◆ Source passage

= Beginning of Section =

Former Saskatchewan resident Kendal Lee Campeau died on November 14 while in the custody of the Correctional Service of Canada (CSC) at the federal government’s Pacific Institution in British Columbia.
The CSC said that as in all cases involving the death of an inmate the circumstances will be reviewed and the coroner notified. Campeau’s next of kin have also been notified.
According to one source Campeau was brought to the hospital, said he was “ok” and was then found unresponsive in his cell.
At the time of death, Campeau had been serving a sentence of 7 years and 5 months for various offences including assault, intentional use of force, escape from lawful custody, possession of scheduled substance for the purpose of trafficking, and robbery-related offences since 2018.
In 2019 Campeau was apprehended without incident at a home in Saskatoon after having escaped from the Regional Psychiatric Centre. He was later transferred to B.C. where he remained until his death.
Congress of Aboriginal Peoples (CAP) Vice Chief Kim Beaudin said the fact that Campeau was in a psychiatric institution prior to his death raises questions about whether his mental health needs were met.
“Full responsibility for healthcare falls under the CSC. What they do is they undermine the healthcare needs of prisoners to save money,” Beaudin said.
“There is a lack of mental healthcare, support and medication. It’s a huge issue. They cut out the psychiatrists and the psychologists while people are dying.”
Beaudin said the CSC should not have transferred Campeau to B.C. where he was away from his family in Saskatchewan, especially considering the inmate’s past.
“He certainly was no angel but when you are placed in a federal penitentiary you are under the responsibility of Canada and it’s clear that they are not protecting our people. Nobody should be dying in these prisons,” Beaudin said.
“We don’t know how he died. They claim they’ll launch an investigation but nothing will happen. It will go silent and that will be it.”

= End of Section =

◆ Given entries
= Beginning of Section =

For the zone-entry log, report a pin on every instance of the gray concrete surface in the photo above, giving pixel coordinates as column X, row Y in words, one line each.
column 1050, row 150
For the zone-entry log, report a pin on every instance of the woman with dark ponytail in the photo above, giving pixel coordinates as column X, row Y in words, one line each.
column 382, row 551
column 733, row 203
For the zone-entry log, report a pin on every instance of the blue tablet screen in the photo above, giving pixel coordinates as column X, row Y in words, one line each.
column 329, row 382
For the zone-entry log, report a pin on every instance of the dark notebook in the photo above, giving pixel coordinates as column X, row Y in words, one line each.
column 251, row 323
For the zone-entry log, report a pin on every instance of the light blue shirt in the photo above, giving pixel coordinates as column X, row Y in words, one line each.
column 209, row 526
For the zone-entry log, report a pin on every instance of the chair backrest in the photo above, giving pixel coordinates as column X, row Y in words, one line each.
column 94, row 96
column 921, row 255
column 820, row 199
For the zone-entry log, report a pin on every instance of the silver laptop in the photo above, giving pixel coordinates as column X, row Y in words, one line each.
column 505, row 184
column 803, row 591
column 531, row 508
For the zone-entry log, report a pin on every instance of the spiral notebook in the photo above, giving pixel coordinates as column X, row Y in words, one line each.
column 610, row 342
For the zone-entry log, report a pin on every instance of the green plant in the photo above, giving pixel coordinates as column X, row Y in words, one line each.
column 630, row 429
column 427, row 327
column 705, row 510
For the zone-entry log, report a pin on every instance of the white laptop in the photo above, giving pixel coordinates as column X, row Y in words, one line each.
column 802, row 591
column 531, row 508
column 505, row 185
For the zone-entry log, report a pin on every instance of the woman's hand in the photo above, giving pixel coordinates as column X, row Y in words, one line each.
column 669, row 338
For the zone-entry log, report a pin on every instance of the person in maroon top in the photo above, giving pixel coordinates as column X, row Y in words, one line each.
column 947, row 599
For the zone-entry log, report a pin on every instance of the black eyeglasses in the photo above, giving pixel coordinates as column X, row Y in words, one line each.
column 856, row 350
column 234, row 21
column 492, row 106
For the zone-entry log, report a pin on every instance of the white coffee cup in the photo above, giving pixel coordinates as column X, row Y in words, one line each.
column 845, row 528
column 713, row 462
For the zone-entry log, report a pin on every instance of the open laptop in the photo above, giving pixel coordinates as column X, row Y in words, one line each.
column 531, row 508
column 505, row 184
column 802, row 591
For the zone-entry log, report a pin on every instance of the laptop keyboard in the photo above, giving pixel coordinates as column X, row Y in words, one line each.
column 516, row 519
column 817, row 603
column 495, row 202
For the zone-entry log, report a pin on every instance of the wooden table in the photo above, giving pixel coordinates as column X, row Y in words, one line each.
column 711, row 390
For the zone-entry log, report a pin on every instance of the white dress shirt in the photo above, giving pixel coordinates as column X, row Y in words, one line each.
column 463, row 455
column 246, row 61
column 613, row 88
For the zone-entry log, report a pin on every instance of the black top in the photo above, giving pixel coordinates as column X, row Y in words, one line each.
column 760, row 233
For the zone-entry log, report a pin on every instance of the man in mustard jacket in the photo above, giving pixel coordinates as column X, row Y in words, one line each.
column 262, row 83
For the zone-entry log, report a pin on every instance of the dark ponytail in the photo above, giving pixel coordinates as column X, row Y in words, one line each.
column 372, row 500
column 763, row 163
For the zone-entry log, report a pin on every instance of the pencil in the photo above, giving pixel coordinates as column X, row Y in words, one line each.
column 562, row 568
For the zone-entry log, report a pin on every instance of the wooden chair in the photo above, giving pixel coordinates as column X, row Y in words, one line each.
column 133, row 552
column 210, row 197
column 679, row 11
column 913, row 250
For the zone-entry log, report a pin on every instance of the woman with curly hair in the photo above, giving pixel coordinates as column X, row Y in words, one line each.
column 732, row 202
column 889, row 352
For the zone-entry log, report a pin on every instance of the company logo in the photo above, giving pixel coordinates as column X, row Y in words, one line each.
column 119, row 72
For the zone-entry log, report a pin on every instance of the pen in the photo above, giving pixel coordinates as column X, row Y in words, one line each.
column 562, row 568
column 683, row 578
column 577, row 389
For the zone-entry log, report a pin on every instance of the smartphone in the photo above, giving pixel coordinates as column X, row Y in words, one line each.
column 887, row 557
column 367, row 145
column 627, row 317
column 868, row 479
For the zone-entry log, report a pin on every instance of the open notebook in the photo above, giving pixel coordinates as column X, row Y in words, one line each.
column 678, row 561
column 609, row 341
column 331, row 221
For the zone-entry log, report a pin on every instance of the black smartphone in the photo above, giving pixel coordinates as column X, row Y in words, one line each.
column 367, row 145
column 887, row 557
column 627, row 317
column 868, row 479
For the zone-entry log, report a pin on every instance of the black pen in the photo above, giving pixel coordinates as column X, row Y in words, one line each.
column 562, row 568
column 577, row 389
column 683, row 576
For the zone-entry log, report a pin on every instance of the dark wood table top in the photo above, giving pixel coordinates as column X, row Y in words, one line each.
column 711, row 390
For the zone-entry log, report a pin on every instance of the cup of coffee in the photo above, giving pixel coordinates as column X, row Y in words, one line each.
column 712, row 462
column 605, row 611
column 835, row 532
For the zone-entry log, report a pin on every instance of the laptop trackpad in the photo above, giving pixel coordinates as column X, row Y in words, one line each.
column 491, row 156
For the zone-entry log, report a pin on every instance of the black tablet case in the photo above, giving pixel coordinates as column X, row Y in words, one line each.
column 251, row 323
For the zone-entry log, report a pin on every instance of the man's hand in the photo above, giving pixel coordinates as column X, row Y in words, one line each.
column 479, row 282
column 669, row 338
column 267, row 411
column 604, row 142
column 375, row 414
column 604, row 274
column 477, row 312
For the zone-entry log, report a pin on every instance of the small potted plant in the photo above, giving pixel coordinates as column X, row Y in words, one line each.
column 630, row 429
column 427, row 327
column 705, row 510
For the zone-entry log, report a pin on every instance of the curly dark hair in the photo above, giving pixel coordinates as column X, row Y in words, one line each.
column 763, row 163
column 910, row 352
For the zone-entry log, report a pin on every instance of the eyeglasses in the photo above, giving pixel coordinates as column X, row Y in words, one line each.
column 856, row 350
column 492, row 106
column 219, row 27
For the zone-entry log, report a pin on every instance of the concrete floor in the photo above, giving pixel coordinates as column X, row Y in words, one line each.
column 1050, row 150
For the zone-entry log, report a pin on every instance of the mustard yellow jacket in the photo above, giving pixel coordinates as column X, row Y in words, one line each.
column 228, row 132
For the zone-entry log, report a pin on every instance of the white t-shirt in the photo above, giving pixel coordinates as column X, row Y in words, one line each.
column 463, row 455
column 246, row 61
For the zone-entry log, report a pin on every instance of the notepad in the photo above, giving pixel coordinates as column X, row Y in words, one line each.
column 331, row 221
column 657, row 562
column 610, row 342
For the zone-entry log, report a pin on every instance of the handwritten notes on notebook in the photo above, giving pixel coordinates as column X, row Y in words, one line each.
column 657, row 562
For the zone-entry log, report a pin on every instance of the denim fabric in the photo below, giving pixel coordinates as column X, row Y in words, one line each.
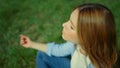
column 45, row 61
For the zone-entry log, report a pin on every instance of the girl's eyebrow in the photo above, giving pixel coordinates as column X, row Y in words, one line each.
column 72, row 23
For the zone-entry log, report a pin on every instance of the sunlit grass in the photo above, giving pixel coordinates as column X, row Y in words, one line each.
column 41, row 20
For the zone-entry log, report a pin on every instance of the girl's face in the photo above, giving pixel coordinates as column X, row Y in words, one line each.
column 69, row 32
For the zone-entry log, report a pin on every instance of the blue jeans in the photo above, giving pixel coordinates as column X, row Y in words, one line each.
column 45, row 61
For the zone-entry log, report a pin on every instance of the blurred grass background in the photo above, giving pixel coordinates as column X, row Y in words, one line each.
column 41, row 20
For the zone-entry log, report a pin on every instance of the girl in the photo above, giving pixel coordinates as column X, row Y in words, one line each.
column 91, row 41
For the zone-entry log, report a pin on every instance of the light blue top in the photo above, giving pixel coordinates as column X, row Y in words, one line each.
column 63, row 49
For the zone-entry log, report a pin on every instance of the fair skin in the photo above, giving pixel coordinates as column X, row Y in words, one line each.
column 69, row 34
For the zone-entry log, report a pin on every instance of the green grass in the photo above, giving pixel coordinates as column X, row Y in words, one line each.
column 41, row 20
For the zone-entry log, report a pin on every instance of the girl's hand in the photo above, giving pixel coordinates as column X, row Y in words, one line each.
column 25, row 41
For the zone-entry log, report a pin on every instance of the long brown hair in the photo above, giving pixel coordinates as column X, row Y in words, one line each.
column 97, row 34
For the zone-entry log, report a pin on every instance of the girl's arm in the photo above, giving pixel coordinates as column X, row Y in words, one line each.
column 27, row 43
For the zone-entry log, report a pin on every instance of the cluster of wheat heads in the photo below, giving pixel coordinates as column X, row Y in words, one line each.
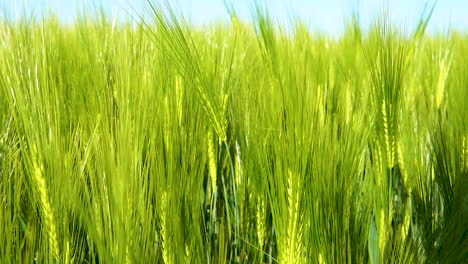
column 160, row 142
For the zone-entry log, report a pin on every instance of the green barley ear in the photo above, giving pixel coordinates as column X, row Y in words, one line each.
column 46, row 209
column 261, row 221
column 165, row 234
column 292, row 249
column 373, row 242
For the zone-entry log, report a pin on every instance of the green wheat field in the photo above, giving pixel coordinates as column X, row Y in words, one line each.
column 156, row 141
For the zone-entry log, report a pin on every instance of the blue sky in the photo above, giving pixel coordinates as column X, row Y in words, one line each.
column 324, row 15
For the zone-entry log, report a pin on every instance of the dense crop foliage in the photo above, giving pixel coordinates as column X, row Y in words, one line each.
column 161, row 142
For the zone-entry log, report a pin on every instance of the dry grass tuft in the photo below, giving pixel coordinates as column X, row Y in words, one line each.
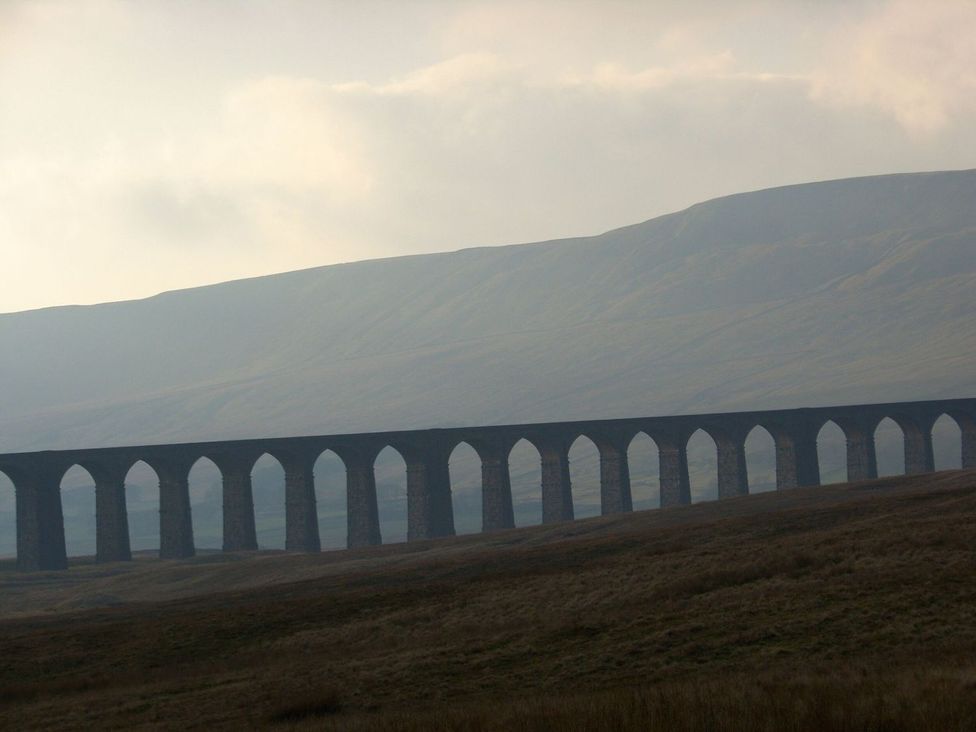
column 850, row 607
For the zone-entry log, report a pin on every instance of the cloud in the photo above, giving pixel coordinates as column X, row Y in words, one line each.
column 914, row 61
column 136, row 155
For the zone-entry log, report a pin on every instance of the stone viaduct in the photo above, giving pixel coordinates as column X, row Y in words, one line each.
column 37, row 475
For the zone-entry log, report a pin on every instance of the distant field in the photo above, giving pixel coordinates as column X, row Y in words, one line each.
column 839, row 607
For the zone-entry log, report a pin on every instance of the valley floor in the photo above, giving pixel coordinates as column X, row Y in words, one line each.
column 839, row 607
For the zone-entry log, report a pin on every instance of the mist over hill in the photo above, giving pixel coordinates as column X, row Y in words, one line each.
column 843, row 291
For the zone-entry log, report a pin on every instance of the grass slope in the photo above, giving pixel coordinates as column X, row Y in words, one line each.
column 839, row 607
column 844, row 291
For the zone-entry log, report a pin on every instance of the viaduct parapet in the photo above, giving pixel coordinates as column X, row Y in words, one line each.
column 37, row 475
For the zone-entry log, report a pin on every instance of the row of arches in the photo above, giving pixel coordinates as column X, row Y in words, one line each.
column 205, row 486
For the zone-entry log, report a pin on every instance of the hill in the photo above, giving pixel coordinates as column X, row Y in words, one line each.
column 845, row 291
column 845, row 607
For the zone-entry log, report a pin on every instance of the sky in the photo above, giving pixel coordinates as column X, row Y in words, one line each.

= End of Section =

◆ Task description
Do these statements agree with the article on Kendal Lee Campeau's death? Answer yes or no for each, quoting the deciding words of the article. 1. Campeau died in custody at a federal institution in British Columbia. 2. Campeau put up resistance when he was caught in Saskatoon in 2019. 3. Beaudin said the CSC was right to move Campeau to B.C.

◆ Written solution
1. Yes: "died on November 14 while in the custody of the Correctional Service of Canada (CSC) at the federal government’s Pacific Institution in British Columbia"
2. No: "Campeau was apprehended without incident at a home in Saskatoon"
3. No: "Beaudin said the CSC should not have transferred Campeau to B.C."